- **TEXTAUSZUG**
Schlaraffia: Der Uhu und seine Ritter

 

Artikel aus dem Scheinfurter-Tagblatt vom 21.01.2017,  S. 29,

(Rechte für Text und Bilder bei Oliver Schikora, Mediengruppe Main-Post)

 

 
 

Bild 1: Hohe Ehrung: Ritter Hermännle (rechts) wird in dern Fürstenstand erhoben durch die Oberschlaraffen Ritter Pionikles (Mitte) und Ritter Pay-san-o

 
 

 Männerbund Schlaraffia:

Freundschaft. Kunst und Humor, das sind die Eckpfeiler einer ungewöhnlichen Institution, die seit Jahrzehnten in Schweinfurt existiert.

 

 
 

„Schlaraffen hört“, ruft Oberschlaraffe Ritter Pionikles, „zu den Waffen.“

Schon springen sie auf, die gut 30 Herren älteren Semesters an diesem

Donnerstagabend in der Spinnmühle. Springen auf und gehen zum Regal, in dem fein säuberlich aneinander gereiht ihre Schwerter stehen. Holzschwerter.

 

Jeder nimmt sich eins, sie bilden eine Gasse in der Mitte des Raumes zwischen den Tischen, die Schwerter zum Spalier in die Höhe gereckt. Einige albern zunächst wie Buben herum, doch dann wird es schlagartig ernsthaft und feierlich: Die Gäste aus fremden Reychen werden angekündigt, laufen durchs klappernde Holzschwerter-Spalier. Pionikles bereitet jedem Gast einen herzlichen Empfang. Eine tiefe Verneigung vor dem ausgestopften Uhu, „Lulu“ rufen die Männer nach jeder Einreitung laut, dann kann die Sippung beginnen.

- **DATENAUSZUG**
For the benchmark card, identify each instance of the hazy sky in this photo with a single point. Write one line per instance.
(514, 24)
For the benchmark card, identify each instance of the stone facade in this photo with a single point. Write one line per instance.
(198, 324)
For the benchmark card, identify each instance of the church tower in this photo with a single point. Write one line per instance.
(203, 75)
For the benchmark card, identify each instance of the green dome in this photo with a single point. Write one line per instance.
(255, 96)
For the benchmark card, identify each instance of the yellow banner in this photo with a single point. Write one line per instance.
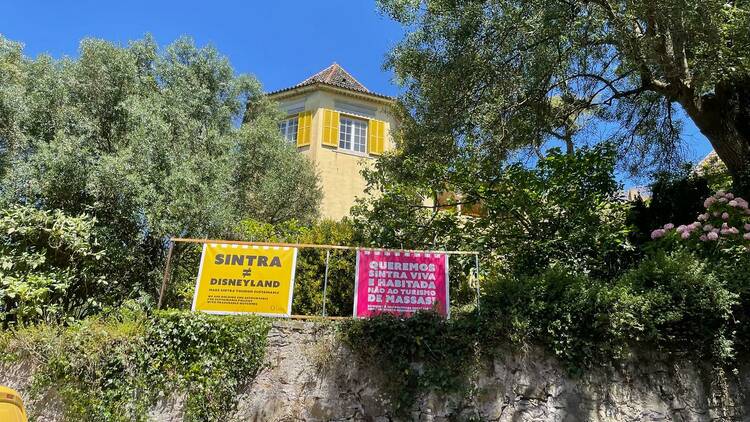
(245, 279)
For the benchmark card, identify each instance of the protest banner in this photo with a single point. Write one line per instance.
(400, 282)
(241, 278)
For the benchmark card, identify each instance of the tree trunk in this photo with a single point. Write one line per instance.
(724, 118)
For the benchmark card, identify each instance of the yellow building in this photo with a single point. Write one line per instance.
(340, 126)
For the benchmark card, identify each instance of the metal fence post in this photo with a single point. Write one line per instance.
(325, 282)
(476, 276)
(167, 271)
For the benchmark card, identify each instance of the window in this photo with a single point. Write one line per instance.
(352, 134)
(288, 129)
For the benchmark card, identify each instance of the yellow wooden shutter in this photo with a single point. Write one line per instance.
(304, 128)
(376, 137)
(330, 128)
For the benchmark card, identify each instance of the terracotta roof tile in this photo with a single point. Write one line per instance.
(335, 75)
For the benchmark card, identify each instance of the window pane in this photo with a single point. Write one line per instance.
(288, 129)
(345, 133)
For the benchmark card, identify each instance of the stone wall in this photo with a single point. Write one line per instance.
(310, 377)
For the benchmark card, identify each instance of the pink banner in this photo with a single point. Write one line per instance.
(400, 283)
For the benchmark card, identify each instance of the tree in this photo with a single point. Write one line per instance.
(487, 77)
(149, 143)
(563, 212)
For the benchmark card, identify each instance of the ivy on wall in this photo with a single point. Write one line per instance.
(116, 368)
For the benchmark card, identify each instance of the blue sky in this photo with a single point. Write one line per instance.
(280, 42)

- **ARBEITSAUFTRAG A**
Zeige jede Zeile der Datensätze, in der die Zeichenfolge „tree“ vorkommt.
- **ARBEITSAUFTRAG B**
Führe den Artikel über die Schlaraffia nach seinem letzten Satz fort.

- **LÖSUNG A**
For the benchmark card, identify each instance of the tree trunk in this photo with a single point. Write one line per instance.
For the benchmark card, identify each instance of the tree in this photo with a single point. Write one line per instance.

- **LÖSUNG B**
 
 

Bild 2: Spalier beim Einritt von Ritter Don Rubato von der Herbipolis (Würzburg) durch die Ritter Borscholotti und Ritter Mammodore von der Meyenburg (Schweinfurt)

 
 

Reych? Ritter? Sippung? Schlaraffen? Die dicken Fragezeichen in den Gesichtern von Fremden kennen die Schweinfurter Schlaraffen nur zu gut. Sie versuchen sie mit einem Schmunzeln und Engelsgeduld zu vertreiben. Denn es braucht seine Zeit, bis man dieses schlaraffische Treiben, das da in den Wintermonaten jeden Donnerstag im zweiten Stock der Spinnmühle in der so genannten Burg des Reyches an der Meyenburg geboten wird, auch nur ansatzweise als das verstanden hat, was es ist: ein (Rollen)-Spiel.

 

Am besten ist das Ausschlussprinzip. Was ist die Schlaraffia alles nicht?

Bestimmt kein Karnevalsklub, auch wenn die Hüte, die die Mitglieder tragen – in Schweinfurt sind sie weiß, blau und grün – an Elferratskappen erinnern. Sicher keine Loge, keine Freimaurer und auch kein Service-Klub wie Rotary oder Lions. Die Schlaraffia ist eine weltweite Vereinigung von im Moment gut 10 500 deutschsprachiger Männer, verbunden durch ihre Maxime Freundschaft, Kunst und Humor. Der Wahlspruch „In arte voluptas“, lateinisch für „Durch Beschäftigung mit der Kunst entsteht Freude“, trifft es ziemlich gut.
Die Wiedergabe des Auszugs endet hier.